• _Document source_
+++
La situation est plus contrastée en Asie. En Chine, l'industrie nationale domine la toile, avec des systèmes très puissants et diversifiés dans tous les secteurs. Au Japon et en Corée, de nombreux systèmes, aussi fondamentaux que les réseaux sociaux, sont des systèmes locaux.

Si l'on considère les moteurs de recherche, qui jouent un rôle si essentiel dans notre accès à l'information, la situation de l'Europe, région de la diversité culturelle, est surprenante. Google y détient plus de 90 % de parts de marché. Ce n'est pourtant pas le cas aux États-Unis, où Bing et Yahoo ont chacun près de 15 % de parts de marché. La Chine et la Russie ont quant à elles développé deux des plus grands moteurs mondiaux : Baidu, qui détient 78 % du marché chinois, et Yandex, qui détient 60 % du marché russe.

Ces chiffres sont corroborés par l'analyse globale des premiers systèmes mondiaux, c'est-à-dire ceux ayant le plus grand nombre d'utilisateurs dans le monde. Parmi les cinquante premiers, on trouve 72 % d'Américains, 16 % de Chinois, 6 % de Russes, mais seulement 4 % d'Européens.

Les études que nous avons faites sur la partie invisible de la toile, celle des trackers qui permettent de suivre l'activité des utilisateurs au moyen de systèmes tiers, confirment cette tendance. Là encore, les Américains dominent largement ces systèmes invisibles, subtils accumulateurs de données.

Certaines régions envisagent la révolution numérique avec enthousiasme, d'autres avec crainte. Le programme de cette journée, centré sur la menace stratégique et le risque de dépendance, révèle le positionnement plutôt sur la défensive de la France. La situation de l'Europe est paradoxale : si le taux de pénétration est fort et les infrastructures importantes, aucun des grands systèmes de la toile n'est développé sur notre continent. Les données personnelles, pétrole de la nouvelle économie, sont la pierre d'achoppement des Européens, qui restent focalisés sur les dangers de leurs utilisations potentielles, en particulier pour la vie privée. La société de l'information se développe donc hors de l'Europe. On peut dire sans exagération que celle-ci est entrée dans une forme de sous-développement en dépendant, pour des services dont l'importance ne fait que croître, d'une industrie étrangère.
+++
• _Données fournies_
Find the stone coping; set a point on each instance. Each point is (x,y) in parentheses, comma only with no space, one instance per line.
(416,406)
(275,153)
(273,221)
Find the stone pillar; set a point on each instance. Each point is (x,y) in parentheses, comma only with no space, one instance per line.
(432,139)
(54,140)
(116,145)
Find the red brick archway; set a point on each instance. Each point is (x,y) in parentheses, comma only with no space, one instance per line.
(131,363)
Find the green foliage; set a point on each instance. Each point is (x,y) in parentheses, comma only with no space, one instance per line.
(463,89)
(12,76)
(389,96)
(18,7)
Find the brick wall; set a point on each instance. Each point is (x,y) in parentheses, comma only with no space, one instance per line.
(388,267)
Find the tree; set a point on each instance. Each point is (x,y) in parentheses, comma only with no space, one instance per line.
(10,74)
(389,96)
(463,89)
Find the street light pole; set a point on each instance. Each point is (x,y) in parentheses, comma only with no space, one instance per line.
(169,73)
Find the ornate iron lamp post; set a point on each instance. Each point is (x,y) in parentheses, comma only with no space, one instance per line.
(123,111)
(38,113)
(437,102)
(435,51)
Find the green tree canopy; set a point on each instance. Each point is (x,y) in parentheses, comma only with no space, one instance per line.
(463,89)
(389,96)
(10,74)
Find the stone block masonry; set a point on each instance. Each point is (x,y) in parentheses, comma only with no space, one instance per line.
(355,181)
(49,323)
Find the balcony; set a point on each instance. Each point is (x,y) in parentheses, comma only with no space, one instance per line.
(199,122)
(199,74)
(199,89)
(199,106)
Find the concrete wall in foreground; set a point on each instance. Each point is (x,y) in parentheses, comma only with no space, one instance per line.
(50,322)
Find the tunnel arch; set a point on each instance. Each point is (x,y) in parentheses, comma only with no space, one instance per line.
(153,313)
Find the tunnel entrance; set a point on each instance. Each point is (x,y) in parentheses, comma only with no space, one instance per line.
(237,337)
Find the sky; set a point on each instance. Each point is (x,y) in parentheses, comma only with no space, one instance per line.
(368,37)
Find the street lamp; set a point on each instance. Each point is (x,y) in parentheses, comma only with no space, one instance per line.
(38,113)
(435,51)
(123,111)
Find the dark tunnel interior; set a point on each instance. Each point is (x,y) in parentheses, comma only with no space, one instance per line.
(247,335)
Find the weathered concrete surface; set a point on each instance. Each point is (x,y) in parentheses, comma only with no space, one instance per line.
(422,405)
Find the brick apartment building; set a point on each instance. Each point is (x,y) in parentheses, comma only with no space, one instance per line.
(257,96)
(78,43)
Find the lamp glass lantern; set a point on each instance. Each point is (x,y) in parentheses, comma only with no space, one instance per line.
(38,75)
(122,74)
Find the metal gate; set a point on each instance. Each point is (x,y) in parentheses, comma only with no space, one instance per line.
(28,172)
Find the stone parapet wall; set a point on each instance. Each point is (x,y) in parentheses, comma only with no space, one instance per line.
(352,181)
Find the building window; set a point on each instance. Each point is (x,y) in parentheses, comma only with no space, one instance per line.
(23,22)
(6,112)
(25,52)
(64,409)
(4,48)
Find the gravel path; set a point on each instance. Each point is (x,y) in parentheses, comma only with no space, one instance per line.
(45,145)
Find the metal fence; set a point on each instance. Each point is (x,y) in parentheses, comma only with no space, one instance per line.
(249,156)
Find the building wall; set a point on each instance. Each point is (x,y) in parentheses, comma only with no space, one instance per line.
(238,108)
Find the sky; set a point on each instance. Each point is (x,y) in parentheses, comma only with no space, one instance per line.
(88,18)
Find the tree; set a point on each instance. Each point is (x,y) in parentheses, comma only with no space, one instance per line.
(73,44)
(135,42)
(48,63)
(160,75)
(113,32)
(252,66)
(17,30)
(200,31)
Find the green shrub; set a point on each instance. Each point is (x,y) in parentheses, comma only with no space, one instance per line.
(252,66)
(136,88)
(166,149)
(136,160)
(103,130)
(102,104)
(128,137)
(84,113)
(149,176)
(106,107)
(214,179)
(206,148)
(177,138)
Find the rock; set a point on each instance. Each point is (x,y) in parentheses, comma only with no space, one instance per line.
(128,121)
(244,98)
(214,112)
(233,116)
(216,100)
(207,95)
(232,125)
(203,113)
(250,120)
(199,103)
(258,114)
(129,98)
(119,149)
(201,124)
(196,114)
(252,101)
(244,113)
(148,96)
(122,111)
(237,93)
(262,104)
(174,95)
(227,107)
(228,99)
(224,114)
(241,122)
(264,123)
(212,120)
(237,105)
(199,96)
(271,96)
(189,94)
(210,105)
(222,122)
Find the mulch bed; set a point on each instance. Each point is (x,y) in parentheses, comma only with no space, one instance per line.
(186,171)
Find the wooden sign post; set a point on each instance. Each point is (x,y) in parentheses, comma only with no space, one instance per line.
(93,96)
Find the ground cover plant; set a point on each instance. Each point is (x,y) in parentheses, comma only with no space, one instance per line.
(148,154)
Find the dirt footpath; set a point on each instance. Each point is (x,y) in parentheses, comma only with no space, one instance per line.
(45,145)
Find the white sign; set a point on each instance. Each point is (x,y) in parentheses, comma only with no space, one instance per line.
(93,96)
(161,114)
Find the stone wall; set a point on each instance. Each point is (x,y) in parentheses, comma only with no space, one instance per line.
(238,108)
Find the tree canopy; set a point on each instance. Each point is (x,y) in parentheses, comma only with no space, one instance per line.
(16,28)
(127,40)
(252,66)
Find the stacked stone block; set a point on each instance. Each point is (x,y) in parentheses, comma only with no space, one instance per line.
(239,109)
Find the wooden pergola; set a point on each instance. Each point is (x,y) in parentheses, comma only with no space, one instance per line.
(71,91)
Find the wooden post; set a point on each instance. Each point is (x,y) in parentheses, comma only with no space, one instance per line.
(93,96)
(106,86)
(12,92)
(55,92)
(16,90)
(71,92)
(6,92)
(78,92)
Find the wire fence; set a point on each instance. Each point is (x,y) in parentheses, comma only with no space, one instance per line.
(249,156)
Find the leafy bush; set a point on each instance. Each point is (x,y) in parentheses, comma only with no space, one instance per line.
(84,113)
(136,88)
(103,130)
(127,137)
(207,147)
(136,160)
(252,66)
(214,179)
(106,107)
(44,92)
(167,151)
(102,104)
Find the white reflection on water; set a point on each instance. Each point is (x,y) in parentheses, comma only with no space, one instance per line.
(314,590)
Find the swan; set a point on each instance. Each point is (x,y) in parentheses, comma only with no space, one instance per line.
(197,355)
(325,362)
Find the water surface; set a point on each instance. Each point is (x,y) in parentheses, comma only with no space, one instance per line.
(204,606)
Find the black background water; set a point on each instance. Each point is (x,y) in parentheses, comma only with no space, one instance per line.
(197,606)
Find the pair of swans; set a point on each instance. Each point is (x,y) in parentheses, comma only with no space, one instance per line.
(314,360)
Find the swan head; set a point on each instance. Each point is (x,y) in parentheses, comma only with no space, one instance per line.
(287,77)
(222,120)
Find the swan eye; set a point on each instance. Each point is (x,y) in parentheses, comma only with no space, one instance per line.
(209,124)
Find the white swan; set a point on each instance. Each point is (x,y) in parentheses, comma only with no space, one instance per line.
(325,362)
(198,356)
+++
• _Consigne_
Poursuivez le texte sur la dépendance numérique de l'Europe après sa dernière phrase. Les enregistrements n'ont aucun lien avec le texte sur la dépendance numérique de l'Europe.

• _Votre réponse_
L'Europe exporte donc ses données aux États-Unis. Mais il y a autre chose : elle n'en importe pas. Or la capacité à récolter des données à l'étranger est également stratégique : elle permet de créer de la valeur à partir de ressources qui arrivent gratuitement, et de dégager des connaissances dans tous les domaines sur les régions dont viennent les données.

Les Américains ont une stratégie très élaborée en la matière, comme le montre leur succès international. Permettez-moi de l'illustrer par un exemple encore peu visible. À l'heure où la possibilité d'ouverture de la Corée du Nord fait frémir les chancelleries et où les Chinois construisent des infrastructures à la frontière, Google cartographie le territoire. Les cartes Google deviendront probablement incontournables lors du développement du pays. Et comme leur intérêt est avant tout l'hébergement des applications des entreprises, Google héritera d'une capacité d'analyse de la Corée, grâce aux flux de données qui transitent par ses machines. Le marché en Corée du Nord est de surcroît loin d'être facile pour les Américains, tant les Coréens du Sud et les Chinois sont de puissants concurrents.

Les exemples asiatiques pourraient être intéressants pour les Européens. Ces pays ont bien compris les enjeux de la société de l'information ; ils préservent une certaine souveraineté en offrant tous les services de l'Internet made in Asia. En même temps ; ils ont une forte connexion avec la recherche américaine. En Chine, les laboratoires d'Alibaba ou de Baidu sont peuplés de chercheurs de la Silicon Valley - les mêmes que chez Facebook ou Google : ils participent du même écosystème.

J'aborderai cet après-midi les nouveaux services de la société de l'information, qui reposent sur ces données et dont nous dépendrons à l'avenir.